Reading text:
▼▼▼
David's Desk, Current Issue

#83 Suiting Up

David's Desk is my opportunity to share thoughts and tools for the spiritual journey. These letters are my personal insights and opinions and do not necessarily reflect the sentiments or thoughts of any other person in Lorian or of Lorian as a whole. If you wish to share this letter with others, please feel free to do so; however the material is ©2014 by David Spangler. If you no longer wish to receive these letters please let us know at info@Lorian.org. Previous issues of "David's Desk" are posted on www.lorian.org.

The Flame of Incarnation book coverPrevious issues of "David's Desk" are available here. You also can now buy a volume of twelve of of David's Desk essays, entitled The Flame of Incarnation.


   

            In action movies, there’s often a moment when the hero or heroine “suits up.” Bruce Wayne puts on his uniform and becomes Batman, Clark Kent tears open his shirt and becomes Superman, Diana Prince spins about and becomes Wonder Woman, the marshal ties on his gun belt and pins his badge to his chest, the knight puts on his armor. These are always transition moments when an ordinary person becomes something else, revealing his or her inner qualities and the determination to meet whatever challenge is presenting itself. In the movies, they are moments of high drama and mark the point at which the hero is about to meet the problem head on, ready to take names and kick ass.
 
            Films often linger over this moment; for instance, we see Batman putting on his boots, buckling on his utility belt, pulling down the cowl over his head, thrusting his hands into his gauntlets, each act presented in loving detail, sometimes in slow motion to emphasize the importance and power of this transformation.
▲▲▲
Dataset rows:
▼▼▼
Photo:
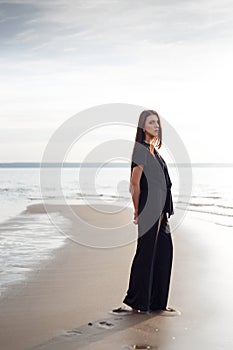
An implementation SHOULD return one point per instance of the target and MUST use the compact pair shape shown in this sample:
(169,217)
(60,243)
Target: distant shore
(108,165)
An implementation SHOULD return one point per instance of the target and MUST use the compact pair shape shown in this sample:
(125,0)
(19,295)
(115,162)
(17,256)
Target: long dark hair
(140,134)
▲▲▲
Goal 1: List the pieces of gear that the essay on suiting up shows Batman putting on.
Goal 2: Continue the essay on suiting up from the point where it stops.

Expected output 1: boots, utility belt, cowl, gauntlets

Expected output 2:
 
            We have “suiting up” moments in our lives, too, though rarely as dramatic or colorful as those shown on screen. Film has to use outer symbols such as uniforms and costumes to visually represent what is really an inner change, invisible to the eye but very real to the heart and mind. They are moments when we feel something powerful within us come to the fore to enable us to act for something larger than just our own private good. It need not be a moment of confronting danger. It can be as simple and ordinary as a single mother who shrugs off her tiredness and sense of overwhelm to take on her day’s work to ensure her children are clothed and fed.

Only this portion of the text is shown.